» Requirement:
Please copy the material starting at the line containing "Reviewer note: confirm that each instance of the dark" and ending at the line containing "Query: dark uniform player running", replacing "running" with "sprinting" and leaving everything else unchanged.

» Records shown:
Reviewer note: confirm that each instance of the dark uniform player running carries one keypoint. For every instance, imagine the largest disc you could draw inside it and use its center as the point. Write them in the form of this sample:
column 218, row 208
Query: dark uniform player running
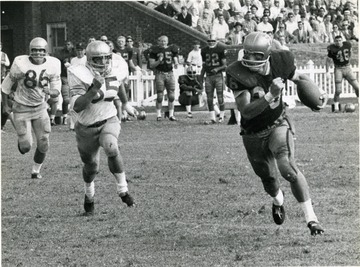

* * *

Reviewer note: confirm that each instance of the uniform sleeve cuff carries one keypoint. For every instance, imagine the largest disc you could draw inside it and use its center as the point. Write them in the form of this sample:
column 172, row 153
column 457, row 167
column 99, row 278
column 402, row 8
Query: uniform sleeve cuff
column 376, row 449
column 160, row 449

» Full output:
Reviewer note: confirm that each instance of the dark uniform player sprinting carries one keypoint. For every instance, imagine the largest disc you could draw inside it and use its center as the point. Write them in the form of this sample:
column 218, row 208
Query: dark uniform player sprinting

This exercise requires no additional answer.